> **EXERCISE PROMPT**
Your answer should consist of each line below that contains the string "plume".

(Stored dataset items)
------------------------------------------------------------

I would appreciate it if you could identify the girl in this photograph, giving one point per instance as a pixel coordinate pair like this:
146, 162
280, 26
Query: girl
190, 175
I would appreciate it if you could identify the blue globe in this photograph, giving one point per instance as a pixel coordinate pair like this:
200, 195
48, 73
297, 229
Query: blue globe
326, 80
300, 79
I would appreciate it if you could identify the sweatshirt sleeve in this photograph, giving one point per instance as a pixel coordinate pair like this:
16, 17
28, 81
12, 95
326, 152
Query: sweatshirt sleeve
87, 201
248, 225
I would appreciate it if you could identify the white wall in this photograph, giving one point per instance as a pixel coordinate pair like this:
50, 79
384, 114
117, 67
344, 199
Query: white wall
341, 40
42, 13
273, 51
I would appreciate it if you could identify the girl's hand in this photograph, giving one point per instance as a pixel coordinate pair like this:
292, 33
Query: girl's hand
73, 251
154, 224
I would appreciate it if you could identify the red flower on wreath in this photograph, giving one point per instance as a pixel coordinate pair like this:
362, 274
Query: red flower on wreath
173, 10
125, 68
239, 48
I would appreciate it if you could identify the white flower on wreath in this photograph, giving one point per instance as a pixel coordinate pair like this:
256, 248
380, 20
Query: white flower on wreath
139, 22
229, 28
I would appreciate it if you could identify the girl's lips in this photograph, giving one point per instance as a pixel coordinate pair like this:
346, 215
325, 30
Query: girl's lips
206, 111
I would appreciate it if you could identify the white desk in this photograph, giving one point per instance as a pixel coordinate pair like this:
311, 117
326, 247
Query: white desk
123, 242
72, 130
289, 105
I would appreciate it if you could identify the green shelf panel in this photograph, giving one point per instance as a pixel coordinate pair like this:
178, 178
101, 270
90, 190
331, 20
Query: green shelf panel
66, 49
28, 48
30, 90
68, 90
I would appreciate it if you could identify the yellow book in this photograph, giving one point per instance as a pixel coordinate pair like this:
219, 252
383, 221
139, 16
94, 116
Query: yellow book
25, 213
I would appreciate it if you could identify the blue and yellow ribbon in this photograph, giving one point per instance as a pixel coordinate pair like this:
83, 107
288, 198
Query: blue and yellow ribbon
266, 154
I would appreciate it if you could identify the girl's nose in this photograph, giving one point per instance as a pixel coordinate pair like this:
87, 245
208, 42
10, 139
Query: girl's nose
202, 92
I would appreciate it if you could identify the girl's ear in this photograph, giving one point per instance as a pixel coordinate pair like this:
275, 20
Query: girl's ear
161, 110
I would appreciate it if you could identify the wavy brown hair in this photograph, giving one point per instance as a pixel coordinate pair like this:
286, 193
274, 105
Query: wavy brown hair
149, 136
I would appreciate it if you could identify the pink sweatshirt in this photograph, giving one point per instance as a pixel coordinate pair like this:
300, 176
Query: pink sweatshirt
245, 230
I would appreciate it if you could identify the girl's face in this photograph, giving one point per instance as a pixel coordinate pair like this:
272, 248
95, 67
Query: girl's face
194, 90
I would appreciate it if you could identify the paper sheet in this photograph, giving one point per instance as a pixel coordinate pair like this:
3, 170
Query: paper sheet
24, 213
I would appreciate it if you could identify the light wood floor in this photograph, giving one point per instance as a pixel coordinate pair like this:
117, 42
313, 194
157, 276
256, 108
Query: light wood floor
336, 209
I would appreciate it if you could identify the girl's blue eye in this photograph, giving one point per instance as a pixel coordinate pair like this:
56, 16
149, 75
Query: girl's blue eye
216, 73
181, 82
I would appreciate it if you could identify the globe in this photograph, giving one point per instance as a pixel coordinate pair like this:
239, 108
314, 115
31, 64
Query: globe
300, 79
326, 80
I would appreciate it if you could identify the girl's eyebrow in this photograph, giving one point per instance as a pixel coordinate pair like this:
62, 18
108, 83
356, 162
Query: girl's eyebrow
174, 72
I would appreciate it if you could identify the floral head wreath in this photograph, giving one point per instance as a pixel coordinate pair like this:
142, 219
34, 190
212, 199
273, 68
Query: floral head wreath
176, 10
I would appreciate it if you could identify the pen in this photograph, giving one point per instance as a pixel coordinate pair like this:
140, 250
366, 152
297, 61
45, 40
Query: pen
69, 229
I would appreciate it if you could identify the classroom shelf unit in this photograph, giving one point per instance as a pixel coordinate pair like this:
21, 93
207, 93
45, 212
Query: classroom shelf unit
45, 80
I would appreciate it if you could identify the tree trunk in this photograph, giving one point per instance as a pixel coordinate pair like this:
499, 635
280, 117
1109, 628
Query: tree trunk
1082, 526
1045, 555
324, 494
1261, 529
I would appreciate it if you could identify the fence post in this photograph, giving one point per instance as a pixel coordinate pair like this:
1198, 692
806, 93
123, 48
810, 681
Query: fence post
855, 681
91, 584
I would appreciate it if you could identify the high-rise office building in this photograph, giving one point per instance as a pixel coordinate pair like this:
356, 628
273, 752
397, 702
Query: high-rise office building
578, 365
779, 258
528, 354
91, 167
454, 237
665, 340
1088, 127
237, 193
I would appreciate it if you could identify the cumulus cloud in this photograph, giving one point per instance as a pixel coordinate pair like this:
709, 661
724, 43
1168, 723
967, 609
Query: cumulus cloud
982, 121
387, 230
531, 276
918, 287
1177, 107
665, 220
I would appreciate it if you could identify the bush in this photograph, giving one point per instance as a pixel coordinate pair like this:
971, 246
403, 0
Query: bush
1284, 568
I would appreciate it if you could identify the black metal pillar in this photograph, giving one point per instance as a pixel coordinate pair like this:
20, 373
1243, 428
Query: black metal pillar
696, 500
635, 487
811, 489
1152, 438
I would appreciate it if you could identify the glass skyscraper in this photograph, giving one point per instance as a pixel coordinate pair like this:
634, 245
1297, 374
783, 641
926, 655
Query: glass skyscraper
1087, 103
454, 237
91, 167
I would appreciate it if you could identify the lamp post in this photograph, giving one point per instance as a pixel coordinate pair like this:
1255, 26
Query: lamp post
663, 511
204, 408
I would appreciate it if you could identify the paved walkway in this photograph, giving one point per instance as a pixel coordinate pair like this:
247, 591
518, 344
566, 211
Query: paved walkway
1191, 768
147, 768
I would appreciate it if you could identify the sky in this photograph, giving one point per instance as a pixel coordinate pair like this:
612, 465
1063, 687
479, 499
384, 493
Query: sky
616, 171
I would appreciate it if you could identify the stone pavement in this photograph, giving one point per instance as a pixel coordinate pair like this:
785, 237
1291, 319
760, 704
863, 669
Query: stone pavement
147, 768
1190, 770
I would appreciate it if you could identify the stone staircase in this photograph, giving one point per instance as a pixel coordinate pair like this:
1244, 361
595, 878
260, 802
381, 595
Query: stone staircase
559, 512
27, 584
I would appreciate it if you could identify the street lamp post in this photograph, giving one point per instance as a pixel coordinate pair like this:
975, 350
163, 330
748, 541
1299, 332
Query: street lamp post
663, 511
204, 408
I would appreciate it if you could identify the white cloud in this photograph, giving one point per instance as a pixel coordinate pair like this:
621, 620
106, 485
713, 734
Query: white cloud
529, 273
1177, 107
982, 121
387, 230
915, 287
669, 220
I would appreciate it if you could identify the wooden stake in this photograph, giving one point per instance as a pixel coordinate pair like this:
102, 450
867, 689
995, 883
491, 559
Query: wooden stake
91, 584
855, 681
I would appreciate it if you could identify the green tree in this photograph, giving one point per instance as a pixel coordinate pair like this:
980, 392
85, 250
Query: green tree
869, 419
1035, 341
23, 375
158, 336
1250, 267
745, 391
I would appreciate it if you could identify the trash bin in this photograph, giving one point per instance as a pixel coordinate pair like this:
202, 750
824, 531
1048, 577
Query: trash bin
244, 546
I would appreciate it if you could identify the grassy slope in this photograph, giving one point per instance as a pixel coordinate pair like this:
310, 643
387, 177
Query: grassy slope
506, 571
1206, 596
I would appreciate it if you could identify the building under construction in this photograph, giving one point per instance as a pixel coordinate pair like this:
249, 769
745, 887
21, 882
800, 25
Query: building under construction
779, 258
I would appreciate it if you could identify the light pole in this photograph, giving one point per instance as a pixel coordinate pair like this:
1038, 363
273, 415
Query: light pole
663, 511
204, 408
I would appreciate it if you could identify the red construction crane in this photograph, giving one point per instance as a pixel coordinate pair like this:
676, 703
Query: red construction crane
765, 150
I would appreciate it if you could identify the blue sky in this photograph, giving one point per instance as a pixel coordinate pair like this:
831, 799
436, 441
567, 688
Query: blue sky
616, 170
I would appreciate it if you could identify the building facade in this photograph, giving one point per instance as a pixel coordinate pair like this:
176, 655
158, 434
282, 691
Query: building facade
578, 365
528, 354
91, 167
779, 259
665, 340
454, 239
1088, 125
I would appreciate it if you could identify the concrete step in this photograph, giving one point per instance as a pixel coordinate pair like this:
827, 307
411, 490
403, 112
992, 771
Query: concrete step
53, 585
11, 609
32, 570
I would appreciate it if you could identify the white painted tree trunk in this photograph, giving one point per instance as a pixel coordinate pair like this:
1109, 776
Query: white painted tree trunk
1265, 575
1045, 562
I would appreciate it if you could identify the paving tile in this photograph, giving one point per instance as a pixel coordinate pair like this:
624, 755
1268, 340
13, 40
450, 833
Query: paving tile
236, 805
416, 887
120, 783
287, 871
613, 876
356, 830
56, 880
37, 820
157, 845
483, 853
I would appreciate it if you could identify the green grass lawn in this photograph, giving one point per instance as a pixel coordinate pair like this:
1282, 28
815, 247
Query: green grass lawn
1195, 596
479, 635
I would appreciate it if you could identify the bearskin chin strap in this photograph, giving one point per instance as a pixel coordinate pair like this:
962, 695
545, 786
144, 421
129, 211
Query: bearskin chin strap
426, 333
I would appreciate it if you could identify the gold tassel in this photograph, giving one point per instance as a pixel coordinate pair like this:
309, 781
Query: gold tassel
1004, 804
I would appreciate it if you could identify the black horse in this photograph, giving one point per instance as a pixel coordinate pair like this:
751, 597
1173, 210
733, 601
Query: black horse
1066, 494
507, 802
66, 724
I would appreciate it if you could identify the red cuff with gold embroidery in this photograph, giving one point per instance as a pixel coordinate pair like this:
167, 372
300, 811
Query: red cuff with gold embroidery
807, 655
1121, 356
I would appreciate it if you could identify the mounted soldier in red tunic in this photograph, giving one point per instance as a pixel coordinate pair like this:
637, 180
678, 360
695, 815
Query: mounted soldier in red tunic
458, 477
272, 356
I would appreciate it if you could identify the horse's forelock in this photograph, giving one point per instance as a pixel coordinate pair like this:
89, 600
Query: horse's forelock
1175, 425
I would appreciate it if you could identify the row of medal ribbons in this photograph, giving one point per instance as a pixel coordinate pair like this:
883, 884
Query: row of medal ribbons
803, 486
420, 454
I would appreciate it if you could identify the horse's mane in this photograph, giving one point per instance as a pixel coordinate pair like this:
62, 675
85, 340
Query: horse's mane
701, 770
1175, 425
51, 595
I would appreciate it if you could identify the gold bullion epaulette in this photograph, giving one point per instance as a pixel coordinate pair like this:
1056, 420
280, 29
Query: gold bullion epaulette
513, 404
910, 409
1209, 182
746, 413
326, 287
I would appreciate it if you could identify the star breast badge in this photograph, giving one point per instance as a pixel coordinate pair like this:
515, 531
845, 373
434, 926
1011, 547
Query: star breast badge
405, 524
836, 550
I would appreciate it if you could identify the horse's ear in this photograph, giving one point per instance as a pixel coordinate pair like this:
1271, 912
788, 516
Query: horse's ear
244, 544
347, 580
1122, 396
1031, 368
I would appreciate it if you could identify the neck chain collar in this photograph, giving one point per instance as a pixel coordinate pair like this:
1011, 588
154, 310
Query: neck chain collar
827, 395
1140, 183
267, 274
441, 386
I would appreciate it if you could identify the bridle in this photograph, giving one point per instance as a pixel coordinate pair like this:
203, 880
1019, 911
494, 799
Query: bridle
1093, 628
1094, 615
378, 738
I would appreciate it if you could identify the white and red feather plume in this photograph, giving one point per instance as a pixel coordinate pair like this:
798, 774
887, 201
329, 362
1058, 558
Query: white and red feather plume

------------------------------------------------------------

> **RESPONSE FOR THIS EXERCISE**
I would appreciate it if you could identify the white and red feather plume in this photograph, giving one point per instance as a pixel coordinate pair like this:
Query: white and red feather plume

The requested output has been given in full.